Location annotation dataset excerpts:
>> start

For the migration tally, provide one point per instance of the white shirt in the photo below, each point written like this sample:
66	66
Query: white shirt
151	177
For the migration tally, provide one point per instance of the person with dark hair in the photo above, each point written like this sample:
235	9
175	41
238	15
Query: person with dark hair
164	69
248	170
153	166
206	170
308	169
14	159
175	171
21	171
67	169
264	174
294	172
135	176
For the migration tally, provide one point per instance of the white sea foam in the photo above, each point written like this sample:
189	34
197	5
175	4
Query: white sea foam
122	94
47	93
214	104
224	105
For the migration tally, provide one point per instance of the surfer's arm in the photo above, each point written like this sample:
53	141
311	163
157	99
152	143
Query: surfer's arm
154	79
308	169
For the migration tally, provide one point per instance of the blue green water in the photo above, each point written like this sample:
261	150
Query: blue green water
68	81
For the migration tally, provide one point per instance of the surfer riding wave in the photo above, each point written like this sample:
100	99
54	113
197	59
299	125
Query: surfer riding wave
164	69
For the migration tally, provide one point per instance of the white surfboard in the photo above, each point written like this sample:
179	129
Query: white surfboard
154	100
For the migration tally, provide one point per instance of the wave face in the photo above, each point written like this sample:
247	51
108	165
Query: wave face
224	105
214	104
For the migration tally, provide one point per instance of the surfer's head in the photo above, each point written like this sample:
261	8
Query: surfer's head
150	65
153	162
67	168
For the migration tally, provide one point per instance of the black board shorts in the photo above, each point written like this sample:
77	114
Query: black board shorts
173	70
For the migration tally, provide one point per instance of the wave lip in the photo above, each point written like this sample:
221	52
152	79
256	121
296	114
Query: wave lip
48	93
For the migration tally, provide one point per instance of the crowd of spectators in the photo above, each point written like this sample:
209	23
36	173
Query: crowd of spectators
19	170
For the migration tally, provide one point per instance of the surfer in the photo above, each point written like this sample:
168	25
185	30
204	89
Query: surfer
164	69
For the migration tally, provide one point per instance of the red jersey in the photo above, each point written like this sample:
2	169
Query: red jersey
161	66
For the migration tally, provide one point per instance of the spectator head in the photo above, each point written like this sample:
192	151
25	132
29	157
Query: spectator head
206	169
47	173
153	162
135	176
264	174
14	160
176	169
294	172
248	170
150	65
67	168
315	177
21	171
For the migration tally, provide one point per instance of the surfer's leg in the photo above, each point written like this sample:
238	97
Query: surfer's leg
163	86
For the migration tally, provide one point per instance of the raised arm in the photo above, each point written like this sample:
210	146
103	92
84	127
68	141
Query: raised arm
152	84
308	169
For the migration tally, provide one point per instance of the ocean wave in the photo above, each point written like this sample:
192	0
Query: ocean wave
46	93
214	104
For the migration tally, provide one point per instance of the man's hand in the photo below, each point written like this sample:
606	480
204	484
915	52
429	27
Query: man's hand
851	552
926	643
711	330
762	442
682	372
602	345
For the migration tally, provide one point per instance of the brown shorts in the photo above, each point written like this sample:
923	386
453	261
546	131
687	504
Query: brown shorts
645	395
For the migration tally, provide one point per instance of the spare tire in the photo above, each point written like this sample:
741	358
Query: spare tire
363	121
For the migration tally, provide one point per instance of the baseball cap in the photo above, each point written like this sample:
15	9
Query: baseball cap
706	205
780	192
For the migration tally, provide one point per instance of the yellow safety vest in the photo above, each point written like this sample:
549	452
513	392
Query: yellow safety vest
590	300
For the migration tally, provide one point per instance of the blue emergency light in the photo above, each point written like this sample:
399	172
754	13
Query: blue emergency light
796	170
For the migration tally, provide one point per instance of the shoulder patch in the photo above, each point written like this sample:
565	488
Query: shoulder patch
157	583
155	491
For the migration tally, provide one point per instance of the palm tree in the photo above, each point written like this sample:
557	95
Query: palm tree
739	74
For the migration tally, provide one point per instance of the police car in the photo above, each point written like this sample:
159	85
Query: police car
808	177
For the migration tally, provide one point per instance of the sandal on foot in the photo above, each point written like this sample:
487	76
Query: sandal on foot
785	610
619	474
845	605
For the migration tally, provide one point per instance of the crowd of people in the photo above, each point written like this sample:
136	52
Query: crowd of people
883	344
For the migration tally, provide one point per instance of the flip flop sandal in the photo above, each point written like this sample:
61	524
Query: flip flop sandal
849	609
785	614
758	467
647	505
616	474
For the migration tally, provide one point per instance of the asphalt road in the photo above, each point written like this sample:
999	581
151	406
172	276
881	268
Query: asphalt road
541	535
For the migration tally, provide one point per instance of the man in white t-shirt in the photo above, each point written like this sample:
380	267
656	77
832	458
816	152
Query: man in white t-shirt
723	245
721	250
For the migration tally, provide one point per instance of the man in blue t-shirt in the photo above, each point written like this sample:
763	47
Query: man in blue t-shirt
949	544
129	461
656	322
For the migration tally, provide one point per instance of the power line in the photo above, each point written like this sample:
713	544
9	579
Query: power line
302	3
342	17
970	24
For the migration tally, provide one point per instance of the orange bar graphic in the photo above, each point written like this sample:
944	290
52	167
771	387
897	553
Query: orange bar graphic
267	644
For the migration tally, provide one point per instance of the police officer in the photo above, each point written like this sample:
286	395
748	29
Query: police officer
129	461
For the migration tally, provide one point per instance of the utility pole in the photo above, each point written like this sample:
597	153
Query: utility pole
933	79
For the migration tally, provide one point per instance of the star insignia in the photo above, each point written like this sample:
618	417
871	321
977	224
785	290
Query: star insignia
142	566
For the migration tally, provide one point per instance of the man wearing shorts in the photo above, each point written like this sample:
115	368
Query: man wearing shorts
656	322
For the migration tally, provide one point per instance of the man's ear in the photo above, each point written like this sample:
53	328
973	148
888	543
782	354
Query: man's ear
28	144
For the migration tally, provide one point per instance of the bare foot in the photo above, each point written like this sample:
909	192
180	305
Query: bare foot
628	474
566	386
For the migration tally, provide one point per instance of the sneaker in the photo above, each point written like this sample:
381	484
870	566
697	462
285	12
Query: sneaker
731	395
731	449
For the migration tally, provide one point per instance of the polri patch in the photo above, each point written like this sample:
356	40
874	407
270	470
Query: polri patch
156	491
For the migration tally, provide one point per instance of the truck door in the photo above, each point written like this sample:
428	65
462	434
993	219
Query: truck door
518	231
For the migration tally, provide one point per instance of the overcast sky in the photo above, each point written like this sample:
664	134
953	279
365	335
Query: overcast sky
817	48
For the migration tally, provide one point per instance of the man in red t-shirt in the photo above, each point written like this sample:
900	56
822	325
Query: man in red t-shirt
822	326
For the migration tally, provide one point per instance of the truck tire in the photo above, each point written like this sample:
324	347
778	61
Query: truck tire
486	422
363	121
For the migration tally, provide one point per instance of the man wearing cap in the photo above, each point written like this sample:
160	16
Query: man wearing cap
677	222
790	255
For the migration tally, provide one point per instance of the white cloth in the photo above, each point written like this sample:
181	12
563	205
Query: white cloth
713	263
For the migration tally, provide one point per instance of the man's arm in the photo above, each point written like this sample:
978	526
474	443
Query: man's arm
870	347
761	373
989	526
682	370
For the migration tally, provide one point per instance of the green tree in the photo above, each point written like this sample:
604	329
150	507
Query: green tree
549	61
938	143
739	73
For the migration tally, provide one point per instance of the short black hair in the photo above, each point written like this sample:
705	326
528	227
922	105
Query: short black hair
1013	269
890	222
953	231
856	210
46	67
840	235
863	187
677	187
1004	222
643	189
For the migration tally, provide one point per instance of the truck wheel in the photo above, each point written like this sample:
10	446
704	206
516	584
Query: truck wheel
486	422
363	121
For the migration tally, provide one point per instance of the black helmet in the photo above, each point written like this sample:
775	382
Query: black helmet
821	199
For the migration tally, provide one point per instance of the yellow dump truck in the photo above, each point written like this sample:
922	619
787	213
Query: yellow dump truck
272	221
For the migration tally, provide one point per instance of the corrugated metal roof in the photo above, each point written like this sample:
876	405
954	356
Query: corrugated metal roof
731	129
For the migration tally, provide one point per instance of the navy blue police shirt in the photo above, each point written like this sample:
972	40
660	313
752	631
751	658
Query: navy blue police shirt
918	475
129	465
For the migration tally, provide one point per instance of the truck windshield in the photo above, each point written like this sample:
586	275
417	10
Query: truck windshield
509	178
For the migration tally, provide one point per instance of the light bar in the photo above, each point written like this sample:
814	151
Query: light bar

>> end

Repeat, without change, each line of the data above from the one that contains "of the navy" through the final line, counting both.

For the migration tally, provide one point per instance of the navy blue police shirt in the photo above, each point written like this sample:
972	40
660	313
752	631
751	658
Query: navy blue police shirt
918	475
129	465
For the migration tally, provide one point per instance of the truck windshield in the photo above, each point written like this sample:
586	275
417	10
Query: truck windshield
509	178
For the migration tally, provide one point per instance of the light bar in the photo above, each point written like this sample:
814	151
Query: light bar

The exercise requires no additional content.